**Passage shown:**
Storage services for migration
The ESXi hosts are even closer to the OCI resources; they live inside an OCI subnet of our choosing. One of the tests we undertook was deploying a storage appliance into an OCI compute instance and mounting a vSphere datastore from that instance. We chose FreeNAS and an NFS export to provide the shared datastore, but you could just as easily use a different storage appliance with NFS or iSCSI. You have full control of eth ESXi hosts, so creating a new datastore of your choice is easy, and we provisioned the FreeNAS datastore across the whole cluster. Here, the use case is not really running VMs from storage in OCI; the VSAN datastore is the right place for your VMs. It is more about having migration options, such as using a virtual appliance on OCI to replicate from your on-premises storage array. Having the VM files replicated to OCI based storage will minimize the downtime to migrate the running VM to OCVS. Once you have migrated the VMs to the OCVS cluster, you would migrate from the OCI instance appliance to the VSAN datastore.
Why VMware on Cloud?
One of the top reasons to use a vSphere on cloud service is to have vSphere based VMs right beside cloud-native applications. Placing a VPN between the vSphere VMs and the cloud-native platform doesn’t seem like the integration level I would expect. With OCI and OCVS, there is no VPN since the NSX edge appliances connect to your cloud network. This allows full access to cloud-native applications on OCI from vSphere VMs on OCVS.

**Description of the task:** Render this sentence from the passage on VMware in the cloud in Spanish: "With OCI and OCVS, there is no VPN since the NSX edge appliances connect to your cloud network."

**Data rows:**
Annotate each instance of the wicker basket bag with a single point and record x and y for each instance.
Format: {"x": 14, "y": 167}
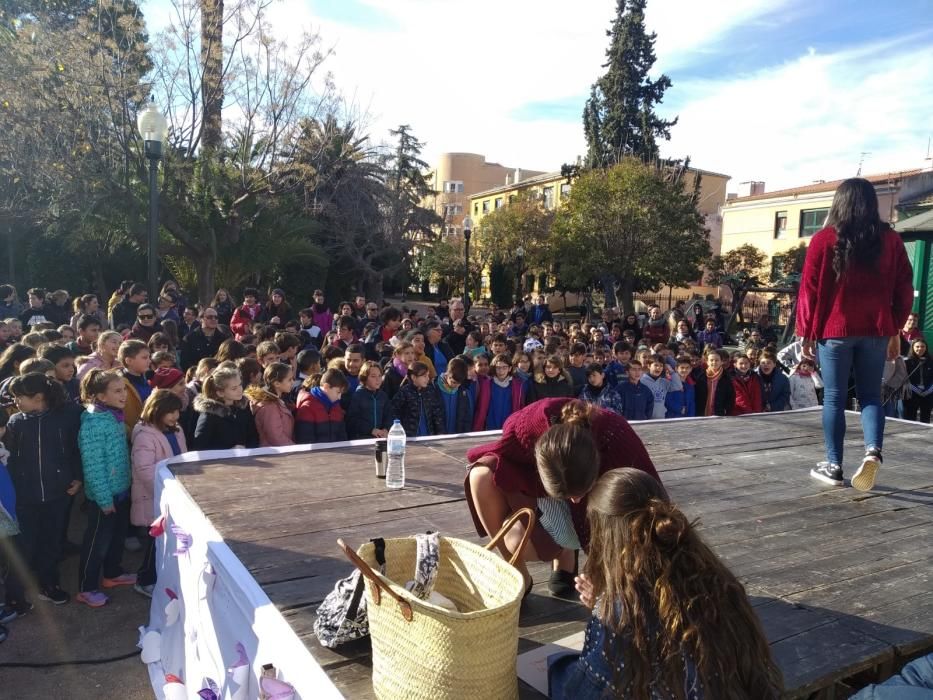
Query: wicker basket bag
{"x": 425, "y": 652}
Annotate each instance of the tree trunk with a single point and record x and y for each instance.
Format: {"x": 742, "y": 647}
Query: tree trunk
{"x": 627, "y": 296}
{"x": 212, "y": 89}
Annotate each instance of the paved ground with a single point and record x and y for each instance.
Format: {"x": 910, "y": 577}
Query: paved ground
{"x": 74, "y": 632}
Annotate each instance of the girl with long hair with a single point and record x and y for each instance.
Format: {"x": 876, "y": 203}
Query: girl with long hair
{"x": 157, "y": 436}
{"x": 223, "y": 304}
{"x": 920, "y": 378}
{"x": 669, "y": 619}
{"x": 856, "y": 291}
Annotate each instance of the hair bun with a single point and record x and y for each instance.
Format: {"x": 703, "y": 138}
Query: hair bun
{"x": 576, "y": 412}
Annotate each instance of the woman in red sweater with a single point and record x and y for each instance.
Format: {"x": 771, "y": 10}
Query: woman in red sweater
{"x": 548, "y": 458}
{"x": 855, "y": 294}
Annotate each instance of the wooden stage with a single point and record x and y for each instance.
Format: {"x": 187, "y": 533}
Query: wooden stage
{"x": 842, "y": 580}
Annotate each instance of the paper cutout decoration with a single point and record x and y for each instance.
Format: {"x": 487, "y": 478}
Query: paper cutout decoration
{"x": 239, "y": 675}
{"x": 151, "y": 644}
{"x": 157, "y": 528}
{"x": 210, "y": 691}
{"x": 274, "y": 689}
{"x": 183, "y": 540}
{"x": 174, "y": 689}
{"x": 172, "y": 608}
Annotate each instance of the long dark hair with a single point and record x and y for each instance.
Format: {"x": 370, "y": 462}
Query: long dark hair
{"x": 659, "y": 586}
{"x": 859, "y": 226}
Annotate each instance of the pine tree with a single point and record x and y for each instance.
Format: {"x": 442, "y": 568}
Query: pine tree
{"x": 619, "y": 118}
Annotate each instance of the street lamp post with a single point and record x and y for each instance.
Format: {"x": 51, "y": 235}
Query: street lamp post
{"x": 467, "y": 231}
{"x": 154, "y": 130}
{"x": 519, "y": 287}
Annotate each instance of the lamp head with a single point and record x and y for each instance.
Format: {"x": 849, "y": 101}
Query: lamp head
{"x": 151, "y": 124}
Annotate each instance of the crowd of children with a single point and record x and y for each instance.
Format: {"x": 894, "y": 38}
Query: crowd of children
{"x": 95, "y": 409}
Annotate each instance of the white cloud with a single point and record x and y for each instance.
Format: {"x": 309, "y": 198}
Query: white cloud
{"x": 811, "y": 118}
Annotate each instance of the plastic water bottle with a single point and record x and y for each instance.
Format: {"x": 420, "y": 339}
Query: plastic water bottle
{"x": 395, "y": 451}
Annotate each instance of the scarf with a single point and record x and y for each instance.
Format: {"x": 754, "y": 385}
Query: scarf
{"x": 115, "y": 412}
{"x": 318, "y": 393}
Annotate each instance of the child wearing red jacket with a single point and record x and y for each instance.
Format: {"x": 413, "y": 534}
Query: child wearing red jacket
{"x": 747, "y": 387}
{"x": 245, "y": 314}
{"x": 320, "y": 417}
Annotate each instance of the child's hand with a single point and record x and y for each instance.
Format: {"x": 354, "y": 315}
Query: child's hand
{"x": 585, "y": 588}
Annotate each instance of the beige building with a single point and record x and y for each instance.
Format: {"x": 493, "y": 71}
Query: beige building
{"x": 776, "y": 222}
{"x": 457, "y": 176}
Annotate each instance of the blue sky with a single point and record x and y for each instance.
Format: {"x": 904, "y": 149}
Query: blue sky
{"x": 786, "y": 91}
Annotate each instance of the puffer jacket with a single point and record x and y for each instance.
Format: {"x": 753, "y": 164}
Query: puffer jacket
{"x": 368, "y": 411}
{"x": 409, "y": 403}
{"x": 44, "y": 456}
{"x": 317, "y": 423}
{"x": 150, "y": 447}
{"x": 274, "y": 422}
{"x": 105, "y": 456}
{"x": 603, "y": 397}
{"x": 222, "y": 427}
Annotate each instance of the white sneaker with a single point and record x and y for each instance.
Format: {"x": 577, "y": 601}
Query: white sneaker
{"x": 864, "y": 478}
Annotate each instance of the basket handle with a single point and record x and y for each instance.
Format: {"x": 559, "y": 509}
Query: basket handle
{"x": 508, "y": 525}
{"x": 378, "y": 587}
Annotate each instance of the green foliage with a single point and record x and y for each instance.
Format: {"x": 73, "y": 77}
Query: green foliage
{"x": 740, "y": 266}
{"x": 619, "y": 119}
{"x": 523, "y": 223}
{"x": 634, "y": 222}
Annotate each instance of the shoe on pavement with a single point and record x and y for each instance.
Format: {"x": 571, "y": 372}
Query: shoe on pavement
{"x": 11, "y": 611}
{"x": 121, "y": 580}
{"x": 144, "y": 590}
{"x": 828, "y": 473}
{"x": 54, "y": 595}
{"x": 93, "y": 599}
{"x": 864, "y": 479}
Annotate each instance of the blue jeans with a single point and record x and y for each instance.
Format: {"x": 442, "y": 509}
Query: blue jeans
{"x": 838, "y": 356}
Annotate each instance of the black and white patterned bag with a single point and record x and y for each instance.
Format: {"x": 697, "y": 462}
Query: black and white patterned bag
{"x": 341, "y": 617}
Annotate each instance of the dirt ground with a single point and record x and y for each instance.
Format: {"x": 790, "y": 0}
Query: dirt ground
{"x": 74, "y": 632}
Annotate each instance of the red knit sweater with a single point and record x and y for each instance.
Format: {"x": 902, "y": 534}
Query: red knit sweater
{"x": 867, "y": 301}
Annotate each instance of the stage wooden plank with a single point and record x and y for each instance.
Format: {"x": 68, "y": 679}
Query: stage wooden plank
{"x": 841, "y": 580}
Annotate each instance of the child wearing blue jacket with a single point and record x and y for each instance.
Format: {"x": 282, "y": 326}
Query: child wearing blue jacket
{"x": 637, "y": 399}
{"x": 682, "y": 404}
{"x": 45, "y": 469}
{"x": 106, "y": 460}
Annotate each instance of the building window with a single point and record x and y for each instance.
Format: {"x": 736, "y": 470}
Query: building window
{"x": 811, "y": 221}
{"x": 777, "y": 267}
{"x": 780, "y": 224}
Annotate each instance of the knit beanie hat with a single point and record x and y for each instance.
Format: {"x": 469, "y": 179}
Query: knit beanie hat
{"x": 166, "y": 378}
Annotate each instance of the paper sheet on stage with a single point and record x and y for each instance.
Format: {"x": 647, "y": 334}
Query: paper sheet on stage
{"x": 532, "y": 665}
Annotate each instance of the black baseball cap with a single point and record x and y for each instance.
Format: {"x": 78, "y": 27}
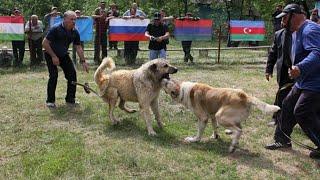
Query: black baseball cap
{"x": 157, "y": 16}
{"x": 291, "y": 8}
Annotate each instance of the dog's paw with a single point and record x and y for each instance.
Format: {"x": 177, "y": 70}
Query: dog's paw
{"x": 232, "y": 149}
{"x": 228, "y": 131}
{"x": 161, "y": 124}
{"x": 191, "y": 139}
{"x": 152, "y": 133}
{"x": 215, "y": 136}
{"x": 115, "y": 122}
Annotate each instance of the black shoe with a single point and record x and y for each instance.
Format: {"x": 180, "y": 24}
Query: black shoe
{"x": 315, "y": 154}
{"x": 278, "y": 145}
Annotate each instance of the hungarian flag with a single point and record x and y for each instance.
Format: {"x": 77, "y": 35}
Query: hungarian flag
{"x": 128, "y": 29}
{"x": 193, "y": 30}
{"x": 242, "y": 30}
{"x": 11, "y": 28}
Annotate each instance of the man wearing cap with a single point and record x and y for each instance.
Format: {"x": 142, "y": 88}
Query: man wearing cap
{"x": 302, "y": 105}
{"x": 6, "y": 57}
{"x": 49, "y": 18}
{"x": 34, "y": 29}
{"x": 18, "y": 46}
{"x": 56, "y": 44}
{"x": 74, "y": 47}
{"x": 113, "y": 13}
{"x": 100, "y": 38}
{"x": 157, "y": 32}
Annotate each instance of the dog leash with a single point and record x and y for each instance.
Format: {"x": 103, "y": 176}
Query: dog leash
{"x": 287, "y": 85}
{"x": 86, "y": 88}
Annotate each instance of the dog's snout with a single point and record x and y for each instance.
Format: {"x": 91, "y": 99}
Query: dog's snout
{"x": 173, "y": 70}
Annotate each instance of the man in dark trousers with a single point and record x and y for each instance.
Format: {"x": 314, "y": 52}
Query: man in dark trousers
{"x": 158, "y": 33}
{"x": 18, "y": 46}
{"x": 276, "y": 56}
{"x": 100, "y": 38}
{"x": 302, "y": 104}
{"x": 56, "y": 44}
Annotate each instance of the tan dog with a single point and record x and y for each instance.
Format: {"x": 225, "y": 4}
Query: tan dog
{"x": 224, "y": 106}
{"x": 141, "y": 85}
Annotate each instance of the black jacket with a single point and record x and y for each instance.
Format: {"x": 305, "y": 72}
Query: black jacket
{"x": 276, "y": 57}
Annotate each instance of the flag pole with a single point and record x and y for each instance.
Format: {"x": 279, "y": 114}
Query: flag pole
{"x": 219, "y": 44}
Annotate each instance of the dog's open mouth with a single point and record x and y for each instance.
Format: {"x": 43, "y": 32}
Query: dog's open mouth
{"x": 166, "y": 76}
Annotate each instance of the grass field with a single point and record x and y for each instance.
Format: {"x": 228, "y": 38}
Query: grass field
{"x": 81, "y": 143}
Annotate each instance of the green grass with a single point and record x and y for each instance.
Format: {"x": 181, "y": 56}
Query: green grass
{"x": 81, "y": 143}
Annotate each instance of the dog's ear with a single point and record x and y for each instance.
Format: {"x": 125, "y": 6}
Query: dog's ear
{"x": 153, "y": 68}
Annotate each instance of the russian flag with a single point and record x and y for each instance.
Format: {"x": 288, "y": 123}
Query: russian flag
{"x": 11, "y": 28}
{"x": 128, "y": 29}
{"x": 193, "y": 30}
{"x": 243, "y": 30}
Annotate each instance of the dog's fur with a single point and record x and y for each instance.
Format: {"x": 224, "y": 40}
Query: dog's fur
{"x": 141, "y": 85}
{"x": 224, "y": 106}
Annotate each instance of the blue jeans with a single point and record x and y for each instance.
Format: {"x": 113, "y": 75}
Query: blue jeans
{"x": 154, "y": 54}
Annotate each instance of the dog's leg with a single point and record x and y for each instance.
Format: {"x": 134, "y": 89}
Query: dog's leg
{"x": 146, "y": 115}
{"x": 112, "y": 100}
{"x": 235, "y": 139}
{"x": 214, "y": 127}
{"x": 122, "y": 106}
{"x": 202, "y": 122}
{"x": 155, "y": 110}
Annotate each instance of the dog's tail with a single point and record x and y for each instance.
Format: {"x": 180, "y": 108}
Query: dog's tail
{"x": 264, "y": 107}
{"x": 100, "y": 78}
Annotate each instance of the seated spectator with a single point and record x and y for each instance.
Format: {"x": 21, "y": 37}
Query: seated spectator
{"x": 34, "y": 30}
{"x": 6, "y": 57}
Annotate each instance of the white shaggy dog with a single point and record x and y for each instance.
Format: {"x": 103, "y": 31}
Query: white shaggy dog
{"x": 140, "y": 85}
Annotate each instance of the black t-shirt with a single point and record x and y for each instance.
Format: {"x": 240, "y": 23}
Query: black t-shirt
{"x": 60, "y": 39}
{"x": 157, "y": 31}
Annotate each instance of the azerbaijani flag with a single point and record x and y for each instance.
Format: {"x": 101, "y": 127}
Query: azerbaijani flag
{"x": 128, "y": 29}
{"x": 193, "y": 30}
{"x": 243, "y": 30}
{"x": 11, "y": 28}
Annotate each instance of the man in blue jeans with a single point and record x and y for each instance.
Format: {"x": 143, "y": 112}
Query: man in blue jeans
{"x": 158, "y": 34}
{"x": 302, "y": 105}
{"x": 56, "y": 44}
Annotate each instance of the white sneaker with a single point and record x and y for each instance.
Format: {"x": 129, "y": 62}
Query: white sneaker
{"x": 51, "y": 105}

**Complete output:** Con OCI y OCVS, no hay VPN, ya que los dispositivos de borde de NSX se conectan a su red en la nube.